- **Exercise description**
All of the data goes into your copy exactly as written. Images do not.

- **Given entries**
================================
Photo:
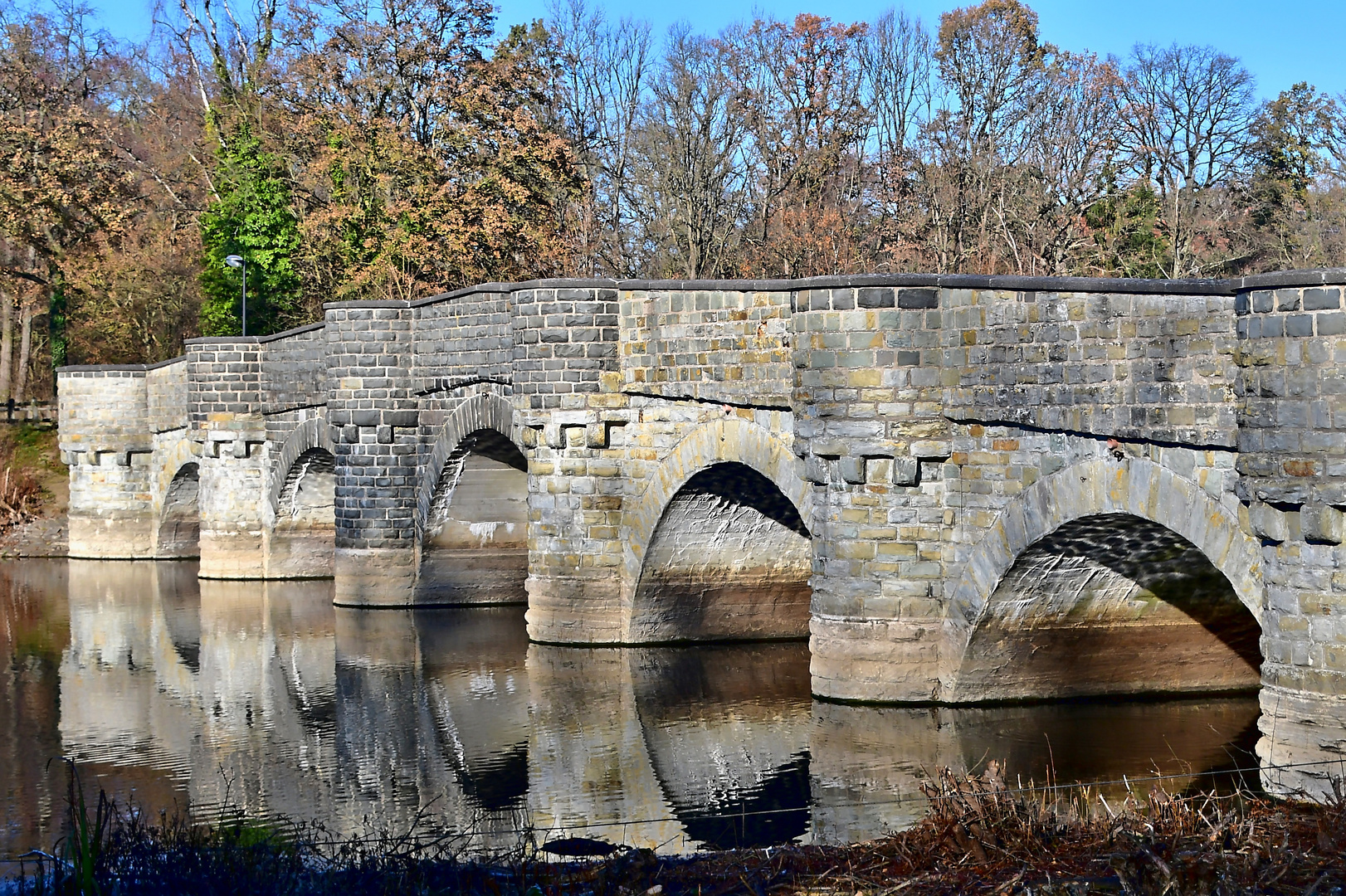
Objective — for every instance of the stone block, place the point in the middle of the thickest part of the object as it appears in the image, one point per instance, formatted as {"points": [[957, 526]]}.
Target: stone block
{"points": [[906, 471], [1268, 523], [1322, 523], [1322, 299], [852, 470]]}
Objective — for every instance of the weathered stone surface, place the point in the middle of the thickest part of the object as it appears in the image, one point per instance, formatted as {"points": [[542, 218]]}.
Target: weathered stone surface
{"points": [[939, 441]]}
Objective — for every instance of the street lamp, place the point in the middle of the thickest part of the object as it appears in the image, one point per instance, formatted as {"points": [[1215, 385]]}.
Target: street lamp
{"points": [[237, 261]]}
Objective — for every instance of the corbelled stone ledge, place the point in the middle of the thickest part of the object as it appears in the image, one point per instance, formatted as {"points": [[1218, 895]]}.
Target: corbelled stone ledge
{"points": [[961, 489]]}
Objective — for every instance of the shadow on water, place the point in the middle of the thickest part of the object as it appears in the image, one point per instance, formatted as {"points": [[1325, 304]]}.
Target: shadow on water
{"points": [[185, 694]]}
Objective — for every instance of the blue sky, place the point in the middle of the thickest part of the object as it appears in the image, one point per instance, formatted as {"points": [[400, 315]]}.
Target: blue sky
{"points": [[1280, 42]]}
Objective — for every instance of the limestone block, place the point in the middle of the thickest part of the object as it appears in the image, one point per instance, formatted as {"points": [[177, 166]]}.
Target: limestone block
{"points": [[1268, 523], [1322, 523], [906, 471], [852, 470]]}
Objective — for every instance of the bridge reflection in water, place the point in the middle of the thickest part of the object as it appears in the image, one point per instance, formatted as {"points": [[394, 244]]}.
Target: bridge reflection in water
{"points": [[266, 697]]}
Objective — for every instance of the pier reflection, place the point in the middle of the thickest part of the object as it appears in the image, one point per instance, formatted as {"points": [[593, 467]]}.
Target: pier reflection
{"points": [[202, 694]]}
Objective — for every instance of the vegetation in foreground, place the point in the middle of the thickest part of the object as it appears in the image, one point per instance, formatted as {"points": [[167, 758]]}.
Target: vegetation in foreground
{"points": [[400, 149], [978, 837], [32, 480]]}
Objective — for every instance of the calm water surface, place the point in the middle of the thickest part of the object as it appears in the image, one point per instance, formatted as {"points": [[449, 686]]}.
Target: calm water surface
{"points": [[177, 693]]}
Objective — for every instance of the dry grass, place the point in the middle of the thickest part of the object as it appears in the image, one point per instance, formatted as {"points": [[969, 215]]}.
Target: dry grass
{"points": [[979, 837], [27, 462]]}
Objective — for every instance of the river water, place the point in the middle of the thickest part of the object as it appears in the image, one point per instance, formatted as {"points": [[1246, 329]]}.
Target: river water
{"points": [[194, 696]]}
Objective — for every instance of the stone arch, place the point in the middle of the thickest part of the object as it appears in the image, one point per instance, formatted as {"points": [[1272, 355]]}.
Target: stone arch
{"points": [[734, 441], [309, 435], [484, 411], [471, 509], [718, 545], [178, 534], [1100, 493], [170, 463]]}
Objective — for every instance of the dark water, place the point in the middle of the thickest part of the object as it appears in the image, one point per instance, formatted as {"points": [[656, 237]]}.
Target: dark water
{"points": [[190, 696]]}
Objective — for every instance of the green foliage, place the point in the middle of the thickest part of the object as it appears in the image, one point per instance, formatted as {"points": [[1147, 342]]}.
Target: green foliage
{"points": [[1127, 233], [252, 217]]}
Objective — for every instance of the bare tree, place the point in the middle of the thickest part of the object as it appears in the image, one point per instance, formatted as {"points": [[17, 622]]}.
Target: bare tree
{"points": [[692, 173], [1186, 114], [601, 86]]}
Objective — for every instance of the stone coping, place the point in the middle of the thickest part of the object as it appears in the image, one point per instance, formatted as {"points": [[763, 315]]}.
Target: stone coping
{"points": [[131, 369], [1212, 287], [1125, 285]]}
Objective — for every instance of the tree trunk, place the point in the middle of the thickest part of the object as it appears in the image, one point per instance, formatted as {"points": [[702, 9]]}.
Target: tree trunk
{"points": [[25, 352], [6, 343]]}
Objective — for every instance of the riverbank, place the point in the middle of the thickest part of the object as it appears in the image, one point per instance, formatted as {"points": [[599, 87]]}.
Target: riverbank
{"points": [[34, 493], [978, 837]]}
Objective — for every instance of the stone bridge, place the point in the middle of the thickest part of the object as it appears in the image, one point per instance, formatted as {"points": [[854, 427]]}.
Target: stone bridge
{"points": [[960, 489]]}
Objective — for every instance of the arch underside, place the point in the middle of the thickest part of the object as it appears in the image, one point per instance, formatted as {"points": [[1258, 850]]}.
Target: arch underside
{"points": [[303, 538], [1110, 604], [474, 543], [179, 519], [729, 560]]}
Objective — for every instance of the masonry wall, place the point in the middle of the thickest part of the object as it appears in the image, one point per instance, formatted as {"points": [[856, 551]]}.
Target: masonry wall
{"points": [[105, 441], [922, 426], [1292, 480]]}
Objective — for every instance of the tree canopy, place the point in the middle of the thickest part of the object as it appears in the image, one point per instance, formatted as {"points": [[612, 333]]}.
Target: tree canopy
{"points": [[396, 149]]}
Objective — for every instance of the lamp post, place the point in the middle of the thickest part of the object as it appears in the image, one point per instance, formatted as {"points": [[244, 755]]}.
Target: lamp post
{"points": [[237, 261]]}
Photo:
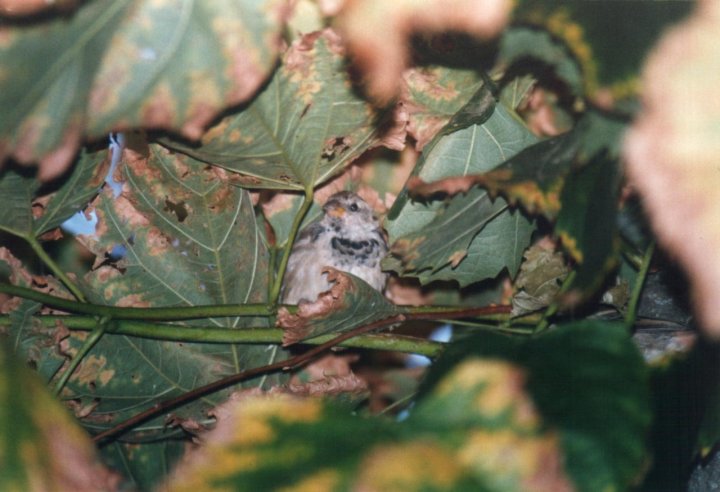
================================
- **Expected output**
Photo:
Objective — for every instance of the stone block, place the point in the middle of the thickest part of the object as it appears in the image, one point per instance, formatted as {"points": [[957, 526]]}.
Target: stone block
{"points": [[906, 471], [1268, 523], [1322, 523], [1322, 299], [852, 470]]}
Objective — for every instance of the weathered stone surface, place the point in the middle of the thickest part of the object as it appears in the image, one point per instance, formatted as {"points": [[542, 218]]}.
Target: weathered stone surface
{"points": [[939, 441]]}
Objective — for every instance of the street lamp, place the point in the middle of the thickest part of the object as it appears in the image, one point per instance, formatted as {"points": [[1215, 385]]}.
Target: street lamp
{"points": [[237, 261]]}
Objective — for every instance of the corbelled stone ledge, place the point in the middle of the thickest part of the object as it appears in the image, one point per instance, formatted as {"points": [[1218, 895]]}.
Target: corbelled stone ledge
{"points": [[961, 489]]}
Objective — for every instance of the shadow on water, place the point in the middle of the thickest part of the object as it appears in the image, one point per instance, formatted as {"points": [[1325, 304]]}.
Target: shadow on water
{"points": [[185, 694]]}
Objective — for every instance of the blue sky, place the point in the middle of the thickest part of the object as it appears in the image, one point per instance, formatted as {"points": [[400, 315]]}.
Target: blue sky
{"points": [[1280, 42]]}
Objective — for every instance of the limestone block, place the point in the middle of the thickest part of the object as it appears in the image, one point per instance, formatted as {"points": [[177, 166]]}.
Target: limestone block
{"points": [[1268, 523], [1322, 523], [906, 471], [852, 470]]}
Objective — for every instance of the bridge reflection in water, place the point in the middle of the thickest part of the object as it appears in the image, one point per instance, formatted as {"points": [[394, 244]]}.
Target: bridge reflection in water
{"points": [[266, 697]]}
Objective — for every instance of the pier reflection, place the point in the middle of the thickest part of the object as it appears in the image, one point per instance, formatted as {"points": [[593, 467]]}.
Target: pier reflection
{"points": [[202, 694]]}
Objective — for every instance of the vegetation in foreground, place the point in the middle of the thickest part of the object as it appears in the image, one point per instance, formatted as {"points": [[167, 758]]}.
Target: vegetation in foreground
{"points": [[400, 149], [978, 837], [32, 480]]}
Objective — for every instance of the calm water surface, place the point in the middle of the thickest part of the object as it appears in the image, one point per instance, formatted as {"points": [[449, 686]]}.
Target: calm water surface
{"points": [[177, 693]]}
Objective — for every instance of the dry grass, place the point in the middle of the thickest part of the object as it appears in the image, one point per instance, formatted as {"points": [[969, 215]]}.
Target: dry grass
{"points": [[979, 837], [27, 462]]}
Objective — for every instance of the river water, place the point in the middle of the thickest part of the object as it appears in the image, one point per instance, formatted as {"points": [[1246, 329]]}.
Target: river water
{"points": [[194, 696]]}
Objective — for every instance of the stone arch, place the point in the middle of the thickest part of the object as it appears in the image, one point per instance, formatted as {"points": [[1272, 355]]}.
Target: stone arch
{"points": [[734, 441], [309, 435], [484, 411], [471, 509], [718, 545], [178, 534], [1100, 493], [170, 463]]}
Objective — for every instance of the dark water, place the point in the middle of the thickest part of the object as it appears in the image, one point per instance, formatted as {"points": [[656, 237]]}.
Target: dark water
{"points": [[190, 696]]}
Objective — for every instance of the green foliage, place the point in the middle of the thickest part of the object as it appears in the image, one point per instance, formatted as {"points": [[1147, 342]]}.
Target: green foliage
{"points": [[1127, 233], [252, 217]]}
Objective — for every instance of the bare tree, place the point in the middle of the thickest part of the object as it appears in the image, one point per instance, formatted as {"points": [[17, 622]]}.
Target: bare tree
{"points": [[692, 173], [1186, 114], [601, 86]]}
Objective — for every instance of the stone coping, place the point in the middle of the thickest part of the object as it appears in the image, one point per instance, formatted as {"points": [[763, 315]]}.
Target: stone coping
{"points": [[131, 369], [1212, 287], [1125, 285]]}
Objective — for every instance of the tree trunk, place the point in the middle of the thickest part of the object as it appears in the image, one point per instance, formatted as {"points": [[702, 9]]}.
Target: tree trunk
{"points": [[25, 352], [6, 343]]}
Objective — for every instance of the riverbank, place the point in the middle of the thickest part of the object as it appears in the image, one point per instance, formatted as {"points": [[599, 87]]}.
Target: riverbank
{"points": [[34, 493], [978, 837]]}
Objective — for every instance of the stone bridge, place the point in the middle of the thickest part of the object as it appears in the image, one point per instance, formatted as {"points": [[854, 427]]}.
Target: stone bridge
{"points": [[960, 489]]}
Objective — for every instance of the arch underside, place the point in the middle of the thickest part of the object as it appears in the image, one point per instance, formatted as {"points": [[1258, 850]]}.
Target: arch underside
{"points": [[303, 538], [1110, 604], [474, 543], [179, 519], [729, 560]]}
Objective — for every instance of the masonry wall, place the point in the middle of the thickest part of the object as it appears in the image, one point per instance, formatted as {"points": [[856, 551]]}.
Target: masonry wall
{"points": [[105, 441], [922, 426], [1292, 480]]}
Objective — for every instance of the tree canopy, place the point in the middle of the thickest part of the object as it appears in the image, one point per instance, formatted as {"points": [[612, 333]]}.
Target: tree canopy
{"points": [[396, 149]]}
Objective — for every instance of the lamp post, place the point in the middle of the thickest part of the object as it appears in the image, one point per instance, formatted as {"points": [[244, 755]]}.
Target: lamp post
{"points": [[237, 261]]}
Photo:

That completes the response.